• EXERCISE DIRECTIONS:
Find each line below where the word "person" occurs, and copy it.

**** DATASET RECORDS ****

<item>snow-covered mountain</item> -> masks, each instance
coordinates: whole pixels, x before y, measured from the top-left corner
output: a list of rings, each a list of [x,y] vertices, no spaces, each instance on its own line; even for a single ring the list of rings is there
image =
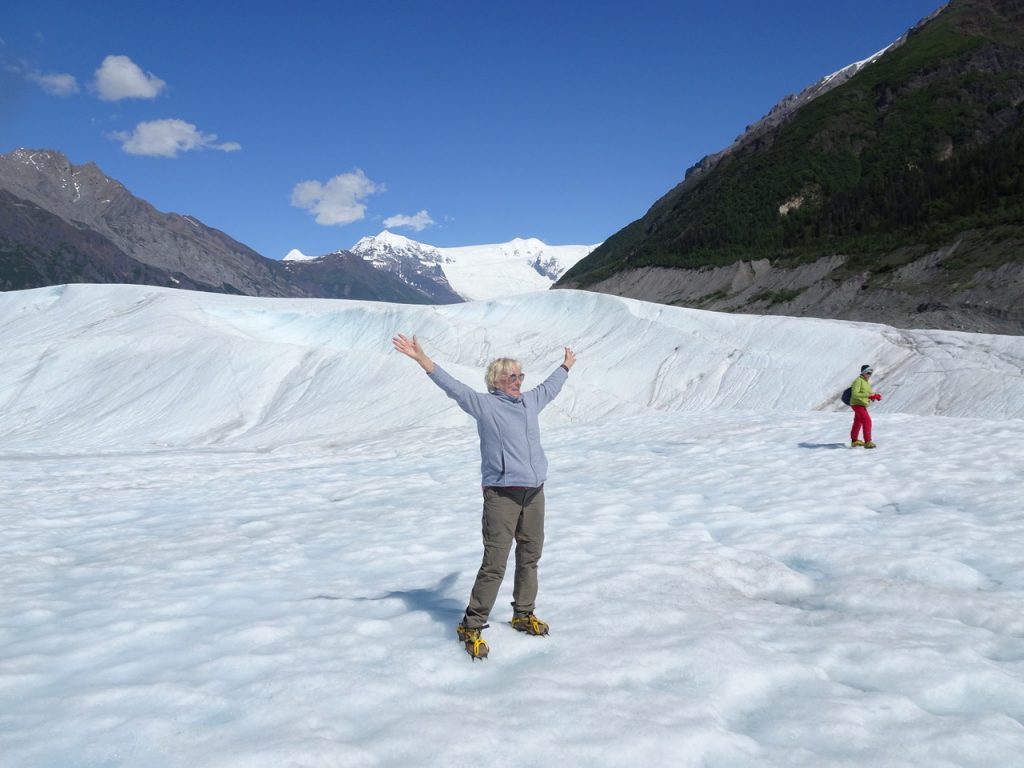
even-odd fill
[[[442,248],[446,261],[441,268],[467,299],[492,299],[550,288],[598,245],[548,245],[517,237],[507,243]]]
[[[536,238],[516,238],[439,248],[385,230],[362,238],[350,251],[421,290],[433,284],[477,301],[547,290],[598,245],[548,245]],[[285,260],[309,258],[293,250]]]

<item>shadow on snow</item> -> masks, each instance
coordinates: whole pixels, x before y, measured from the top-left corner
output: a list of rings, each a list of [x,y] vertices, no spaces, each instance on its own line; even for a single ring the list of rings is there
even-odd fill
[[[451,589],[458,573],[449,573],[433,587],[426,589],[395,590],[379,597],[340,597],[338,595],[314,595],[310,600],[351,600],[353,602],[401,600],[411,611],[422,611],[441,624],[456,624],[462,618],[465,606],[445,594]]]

****
**** DATASET RECORDS ****

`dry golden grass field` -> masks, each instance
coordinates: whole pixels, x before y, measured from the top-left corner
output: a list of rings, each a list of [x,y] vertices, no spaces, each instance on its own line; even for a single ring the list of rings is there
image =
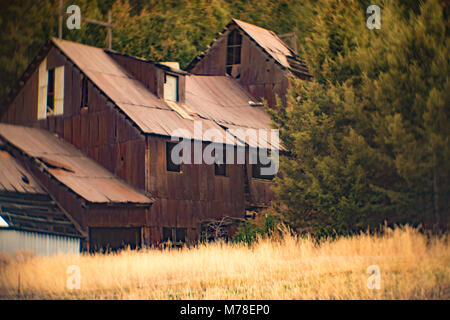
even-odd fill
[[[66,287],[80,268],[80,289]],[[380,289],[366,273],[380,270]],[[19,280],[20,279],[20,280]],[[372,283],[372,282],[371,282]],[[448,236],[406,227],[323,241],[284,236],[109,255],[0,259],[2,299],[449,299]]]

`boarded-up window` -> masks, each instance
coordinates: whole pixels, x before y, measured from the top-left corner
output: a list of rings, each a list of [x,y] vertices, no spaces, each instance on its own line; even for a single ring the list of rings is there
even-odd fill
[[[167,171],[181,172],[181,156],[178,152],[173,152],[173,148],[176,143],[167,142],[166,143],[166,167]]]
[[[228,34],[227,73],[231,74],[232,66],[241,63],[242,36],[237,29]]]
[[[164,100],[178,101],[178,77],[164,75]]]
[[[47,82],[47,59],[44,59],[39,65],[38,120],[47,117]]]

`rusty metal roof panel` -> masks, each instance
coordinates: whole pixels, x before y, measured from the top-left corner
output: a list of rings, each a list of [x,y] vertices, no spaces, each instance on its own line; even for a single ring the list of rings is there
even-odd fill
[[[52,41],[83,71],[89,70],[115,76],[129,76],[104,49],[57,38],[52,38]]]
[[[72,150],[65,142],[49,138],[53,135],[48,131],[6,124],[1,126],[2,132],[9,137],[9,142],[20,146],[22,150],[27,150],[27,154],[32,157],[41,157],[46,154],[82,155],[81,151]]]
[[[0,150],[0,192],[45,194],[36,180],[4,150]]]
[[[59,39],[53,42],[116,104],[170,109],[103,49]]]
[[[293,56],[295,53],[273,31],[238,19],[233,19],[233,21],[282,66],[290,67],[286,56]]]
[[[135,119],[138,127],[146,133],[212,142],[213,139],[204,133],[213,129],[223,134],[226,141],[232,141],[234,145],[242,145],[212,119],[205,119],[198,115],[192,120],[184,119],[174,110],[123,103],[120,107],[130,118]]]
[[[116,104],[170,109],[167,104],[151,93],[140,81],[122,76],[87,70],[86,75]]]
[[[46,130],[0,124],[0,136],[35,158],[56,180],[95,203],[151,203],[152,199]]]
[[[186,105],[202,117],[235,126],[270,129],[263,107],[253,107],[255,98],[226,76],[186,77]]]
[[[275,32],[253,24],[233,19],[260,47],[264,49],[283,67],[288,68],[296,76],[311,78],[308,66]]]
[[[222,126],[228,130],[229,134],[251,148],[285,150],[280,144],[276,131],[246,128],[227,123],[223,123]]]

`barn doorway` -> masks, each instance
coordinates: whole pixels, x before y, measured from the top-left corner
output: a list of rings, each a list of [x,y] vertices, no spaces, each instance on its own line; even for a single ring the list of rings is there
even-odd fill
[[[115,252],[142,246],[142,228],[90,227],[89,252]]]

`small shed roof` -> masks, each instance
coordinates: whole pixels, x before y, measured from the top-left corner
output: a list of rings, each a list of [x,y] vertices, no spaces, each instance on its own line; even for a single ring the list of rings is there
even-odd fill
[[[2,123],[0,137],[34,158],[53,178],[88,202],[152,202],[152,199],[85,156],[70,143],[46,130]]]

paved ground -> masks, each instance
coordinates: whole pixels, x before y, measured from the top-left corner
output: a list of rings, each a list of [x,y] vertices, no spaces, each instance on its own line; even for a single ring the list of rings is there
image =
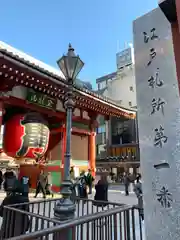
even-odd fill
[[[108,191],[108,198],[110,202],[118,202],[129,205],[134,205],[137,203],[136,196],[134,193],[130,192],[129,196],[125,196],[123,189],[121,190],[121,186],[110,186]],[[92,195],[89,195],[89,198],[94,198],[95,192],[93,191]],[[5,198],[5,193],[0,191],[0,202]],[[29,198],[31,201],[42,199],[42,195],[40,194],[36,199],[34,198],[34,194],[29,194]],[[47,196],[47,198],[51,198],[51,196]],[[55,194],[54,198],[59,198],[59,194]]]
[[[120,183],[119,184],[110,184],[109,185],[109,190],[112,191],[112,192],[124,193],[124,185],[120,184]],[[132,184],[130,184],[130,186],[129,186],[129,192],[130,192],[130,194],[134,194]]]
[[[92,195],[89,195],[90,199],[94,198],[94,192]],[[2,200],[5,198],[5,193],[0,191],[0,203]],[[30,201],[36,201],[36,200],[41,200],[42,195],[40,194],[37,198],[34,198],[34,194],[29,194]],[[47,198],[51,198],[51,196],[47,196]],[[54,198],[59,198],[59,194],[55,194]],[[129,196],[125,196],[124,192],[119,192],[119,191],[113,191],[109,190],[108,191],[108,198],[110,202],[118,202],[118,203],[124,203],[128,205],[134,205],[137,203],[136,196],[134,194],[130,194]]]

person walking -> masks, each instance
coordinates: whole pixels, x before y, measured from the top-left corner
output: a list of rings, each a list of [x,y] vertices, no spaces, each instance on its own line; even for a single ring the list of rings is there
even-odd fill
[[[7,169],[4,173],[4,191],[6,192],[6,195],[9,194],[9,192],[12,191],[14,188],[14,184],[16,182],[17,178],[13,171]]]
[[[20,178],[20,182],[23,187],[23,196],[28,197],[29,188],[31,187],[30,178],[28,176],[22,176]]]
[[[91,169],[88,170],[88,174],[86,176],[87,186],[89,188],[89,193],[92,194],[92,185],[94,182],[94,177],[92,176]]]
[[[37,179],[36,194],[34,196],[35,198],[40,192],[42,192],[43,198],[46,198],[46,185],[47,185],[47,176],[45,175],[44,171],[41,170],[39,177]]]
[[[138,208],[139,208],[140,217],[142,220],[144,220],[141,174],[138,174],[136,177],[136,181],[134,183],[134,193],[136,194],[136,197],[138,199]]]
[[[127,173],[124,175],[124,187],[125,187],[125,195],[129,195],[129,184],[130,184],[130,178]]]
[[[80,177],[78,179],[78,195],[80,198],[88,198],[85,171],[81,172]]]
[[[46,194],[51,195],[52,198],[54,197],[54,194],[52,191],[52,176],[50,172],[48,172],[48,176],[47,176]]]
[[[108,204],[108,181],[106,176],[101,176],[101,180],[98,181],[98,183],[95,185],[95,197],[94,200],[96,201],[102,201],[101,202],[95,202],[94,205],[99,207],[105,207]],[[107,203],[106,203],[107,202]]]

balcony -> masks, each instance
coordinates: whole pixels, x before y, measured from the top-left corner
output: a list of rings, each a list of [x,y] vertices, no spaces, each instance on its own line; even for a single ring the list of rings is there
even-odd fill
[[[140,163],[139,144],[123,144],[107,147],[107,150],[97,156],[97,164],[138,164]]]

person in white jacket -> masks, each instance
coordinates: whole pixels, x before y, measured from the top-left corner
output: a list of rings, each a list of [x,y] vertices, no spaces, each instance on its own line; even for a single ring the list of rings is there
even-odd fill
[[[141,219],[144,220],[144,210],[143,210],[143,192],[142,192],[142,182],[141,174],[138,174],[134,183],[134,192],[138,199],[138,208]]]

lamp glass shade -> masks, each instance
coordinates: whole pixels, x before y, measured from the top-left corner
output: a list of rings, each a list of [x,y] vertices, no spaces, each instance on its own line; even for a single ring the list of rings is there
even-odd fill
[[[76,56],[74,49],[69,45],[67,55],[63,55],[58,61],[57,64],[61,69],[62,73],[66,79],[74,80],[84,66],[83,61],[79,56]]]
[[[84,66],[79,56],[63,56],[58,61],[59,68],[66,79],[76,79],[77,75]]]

****
**** DATASET RECORDS ****

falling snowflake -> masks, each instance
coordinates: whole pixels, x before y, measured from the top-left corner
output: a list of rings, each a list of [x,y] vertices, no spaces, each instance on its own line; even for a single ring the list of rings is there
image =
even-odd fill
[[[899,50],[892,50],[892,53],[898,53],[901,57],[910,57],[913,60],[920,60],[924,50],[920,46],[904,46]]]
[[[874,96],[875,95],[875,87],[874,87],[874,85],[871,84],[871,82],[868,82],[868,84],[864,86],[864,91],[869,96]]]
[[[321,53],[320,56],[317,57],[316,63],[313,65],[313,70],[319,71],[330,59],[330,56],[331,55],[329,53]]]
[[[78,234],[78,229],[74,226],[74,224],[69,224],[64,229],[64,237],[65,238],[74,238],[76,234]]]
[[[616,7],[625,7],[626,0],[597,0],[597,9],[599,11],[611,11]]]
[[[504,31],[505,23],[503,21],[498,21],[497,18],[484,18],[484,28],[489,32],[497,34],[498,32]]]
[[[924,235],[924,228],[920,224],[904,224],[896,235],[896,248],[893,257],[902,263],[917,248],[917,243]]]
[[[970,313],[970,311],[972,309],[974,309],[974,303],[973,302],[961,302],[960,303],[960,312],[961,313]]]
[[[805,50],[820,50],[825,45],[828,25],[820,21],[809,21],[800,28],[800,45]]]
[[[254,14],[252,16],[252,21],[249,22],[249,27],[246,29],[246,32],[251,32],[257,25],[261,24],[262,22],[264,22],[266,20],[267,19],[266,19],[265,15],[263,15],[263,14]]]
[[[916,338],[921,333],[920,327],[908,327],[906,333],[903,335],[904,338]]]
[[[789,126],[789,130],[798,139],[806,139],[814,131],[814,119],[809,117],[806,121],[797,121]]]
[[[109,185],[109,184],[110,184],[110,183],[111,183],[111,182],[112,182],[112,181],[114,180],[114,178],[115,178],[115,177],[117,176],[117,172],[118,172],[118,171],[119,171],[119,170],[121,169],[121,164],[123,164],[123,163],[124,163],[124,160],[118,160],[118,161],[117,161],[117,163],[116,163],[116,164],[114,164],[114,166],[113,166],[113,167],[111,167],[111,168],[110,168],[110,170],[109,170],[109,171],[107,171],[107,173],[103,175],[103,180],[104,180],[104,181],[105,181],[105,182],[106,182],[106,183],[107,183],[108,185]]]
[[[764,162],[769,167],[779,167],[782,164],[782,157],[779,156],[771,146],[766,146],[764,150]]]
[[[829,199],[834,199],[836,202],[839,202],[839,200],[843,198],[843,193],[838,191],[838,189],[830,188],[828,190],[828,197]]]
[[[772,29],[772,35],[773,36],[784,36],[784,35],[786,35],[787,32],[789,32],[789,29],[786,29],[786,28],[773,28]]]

****

• SOLUTION TO THIS PROBLEM:
person walking -> masks, each instance
person in white jacket -> masks, each instance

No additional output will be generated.